Verilen metin:
━━━━━━
DOĞAYA MUHTACIZ

Güncelleme Tarihi:

DOĞAYA MUHTACIZ
Oluşturulma Tarihi: Haziran 27, 2021 09:23

Çevre söz konusu ise, tüm çıkarlar bir kenara konulmalı. Gerekli uyarılar tüm açıklığı ile yapılmalı. Bunun şakası yok. Başka yer yok gideceğimiz ve doğa bize emanet. Emanete hıyanet olmaz.

Haberin Devamı

KİRAZLAR olduysa yaz gelmiştir benim için.
Yaylaların o güzel ürünleri, hepsi birbirinden güzel lezzetleri oldum olası aklımı alır. Evet, ben bir doğa aşığıyım, aşkı basitleştirenlerden değil onu her hücrede aramayı, bulmayı kendime görev edinmişlerdenim. Her ağacın ayrı renk ve adeta nakış gibi bezeli çiçeklerini bilmeyi, görmeyi seviyorum. Köy hayatını oldukça bilenlerdenim, öyle minik böcek büyük böcek beni korkutmaz. Onlar da doğanın birer parçasıdır. Doğanın içindeki renklerin, desenlerin modacılara ilham verdiğini bilirim. Akarsuyun, çağlayanın, minik bir yalağın ne derece faydalı olduğunu çok gördüm. Çocuklukta yaşayarak, tecrübelenerek bize öğretildi. O kitap bu kitap kamu spotu vesaire yoktu, belki ihtiyaç da yoktu. Ama şu an ciddi bir ihtiyaç var. Var ki her mecra ‘doğayı koruyalım’ diye bas bas bağırıyor. Ben büyüklerimin ayak izini takip edenlerdenim. Görerek öğrendim, özel bir çaba sarf etmediler bizlere bu doğa bilincini aşılamak için. Zaten doğal ortamda yaşamak için ona olan muhtaçlığı iyi bilmek gereklidir. Bu muhtaçlığı öğretecek olan ailenin ta kendisidir. Bir çocuğun büyüme tarzı, gördüğü, takip ettiği insanlar onun doğaya karşı bilincini oluşturur.
━━━━━━
Gösterilen bilgiler:
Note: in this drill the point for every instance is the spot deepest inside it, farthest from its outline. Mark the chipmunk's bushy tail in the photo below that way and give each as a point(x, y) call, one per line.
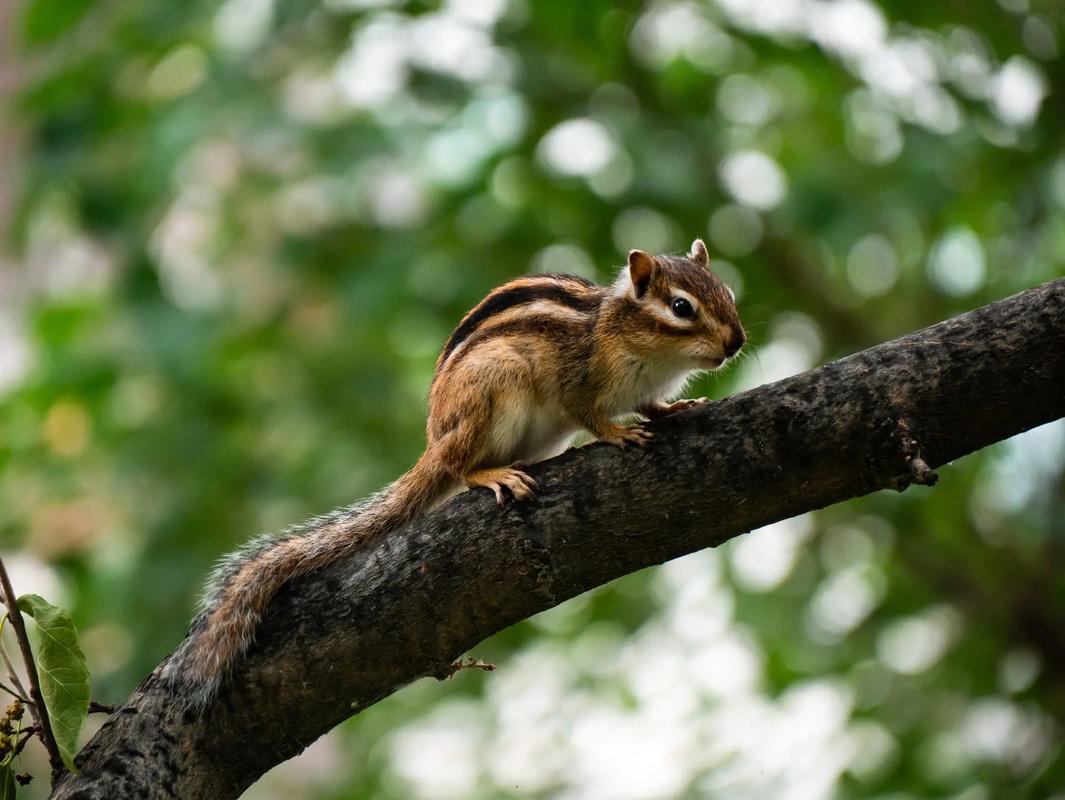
point(245, 582)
━━━━━━
Görevler ve alıştırmalar:
a - Doğa yazısına dayanarak şu soruları yanıtlayın:
(i) Kirazlar olduysa yazar için hangi mevsim gelmiş demektir?
(ii) Modacılara ilham verdiği belirtilen şeyler nelerdir?
(iii) Doğaya olan muhtaçlığı öğretecek olanın kim olduğu söyleniyor?
b - Doğa yazısında "Çevre söz konusu" sözlerinden "Emanete hıyanet olmaz." sözlerine kadar uzanan kısmı hiç değiştirmeden geri verin.

Görev yanıtları:
a -
(i) Yaz.
(ii) Doğanın içindeki renkler ve desenler.
(iii) Ailenin ta kendisi.

b -
Çevre söz konusu ise, tüm çıkarlar bir kenara konulmalı. Gerekli uyarılar tüm açıklığı ile yapılmalı. Bunun şakası yok. Başka yer yok gideceğimiz ve doğa bize emanet. Emanete hıyanet olmaz.